## The problem
Only the lines holding "lamp" are wanted. Copy every one from the records below.

[Provided data — start]

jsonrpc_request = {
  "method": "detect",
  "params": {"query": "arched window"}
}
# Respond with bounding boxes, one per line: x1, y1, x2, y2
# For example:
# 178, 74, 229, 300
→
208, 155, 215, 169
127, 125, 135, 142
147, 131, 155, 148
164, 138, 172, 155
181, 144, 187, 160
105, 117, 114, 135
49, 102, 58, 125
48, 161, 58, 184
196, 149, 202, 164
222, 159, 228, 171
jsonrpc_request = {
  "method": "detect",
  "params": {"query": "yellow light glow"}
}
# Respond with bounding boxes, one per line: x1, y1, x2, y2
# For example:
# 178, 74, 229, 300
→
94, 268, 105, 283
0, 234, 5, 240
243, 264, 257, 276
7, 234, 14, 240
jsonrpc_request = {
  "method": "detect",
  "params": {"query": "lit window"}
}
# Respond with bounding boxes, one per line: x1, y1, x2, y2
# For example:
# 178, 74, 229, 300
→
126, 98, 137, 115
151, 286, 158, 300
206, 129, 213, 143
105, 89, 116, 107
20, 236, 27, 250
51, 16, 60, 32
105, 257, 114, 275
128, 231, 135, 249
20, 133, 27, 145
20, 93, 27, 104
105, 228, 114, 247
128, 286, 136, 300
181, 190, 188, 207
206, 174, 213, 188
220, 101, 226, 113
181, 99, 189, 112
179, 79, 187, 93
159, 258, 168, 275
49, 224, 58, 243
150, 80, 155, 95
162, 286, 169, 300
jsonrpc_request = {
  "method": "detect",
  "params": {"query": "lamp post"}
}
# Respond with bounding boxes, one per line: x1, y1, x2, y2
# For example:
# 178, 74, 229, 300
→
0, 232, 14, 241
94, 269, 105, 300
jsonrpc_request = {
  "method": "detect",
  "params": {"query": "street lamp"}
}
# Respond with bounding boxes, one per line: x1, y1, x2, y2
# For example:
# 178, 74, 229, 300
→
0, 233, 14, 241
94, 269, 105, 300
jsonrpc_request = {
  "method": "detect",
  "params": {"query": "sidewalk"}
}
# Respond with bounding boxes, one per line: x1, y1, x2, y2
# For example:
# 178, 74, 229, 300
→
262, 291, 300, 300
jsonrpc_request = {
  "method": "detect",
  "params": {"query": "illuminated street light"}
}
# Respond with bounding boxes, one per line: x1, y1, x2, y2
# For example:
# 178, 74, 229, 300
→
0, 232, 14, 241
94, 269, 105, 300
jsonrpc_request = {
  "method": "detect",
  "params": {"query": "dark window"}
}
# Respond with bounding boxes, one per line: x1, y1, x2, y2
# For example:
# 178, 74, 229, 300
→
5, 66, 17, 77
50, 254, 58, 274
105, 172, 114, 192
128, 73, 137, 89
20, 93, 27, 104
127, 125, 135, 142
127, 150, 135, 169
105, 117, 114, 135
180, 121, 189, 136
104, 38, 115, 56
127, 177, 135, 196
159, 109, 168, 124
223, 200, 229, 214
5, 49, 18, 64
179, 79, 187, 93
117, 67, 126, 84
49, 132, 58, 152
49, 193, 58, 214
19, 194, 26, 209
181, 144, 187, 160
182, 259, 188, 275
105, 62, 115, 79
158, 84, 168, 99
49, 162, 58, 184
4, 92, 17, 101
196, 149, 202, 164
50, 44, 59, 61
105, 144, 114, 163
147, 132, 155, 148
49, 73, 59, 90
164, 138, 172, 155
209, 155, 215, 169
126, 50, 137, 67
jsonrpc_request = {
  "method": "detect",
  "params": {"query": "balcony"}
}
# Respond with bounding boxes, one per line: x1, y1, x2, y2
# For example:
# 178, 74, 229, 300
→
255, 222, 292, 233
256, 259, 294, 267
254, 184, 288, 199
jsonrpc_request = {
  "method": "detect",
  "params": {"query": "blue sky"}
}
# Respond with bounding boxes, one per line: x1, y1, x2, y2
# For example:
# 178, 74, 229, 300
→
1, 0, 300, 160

[Provided data — finish]

## Response to the exercise
  "params": {"query": "lamp post"}
  "params": {"query": "street lamp"}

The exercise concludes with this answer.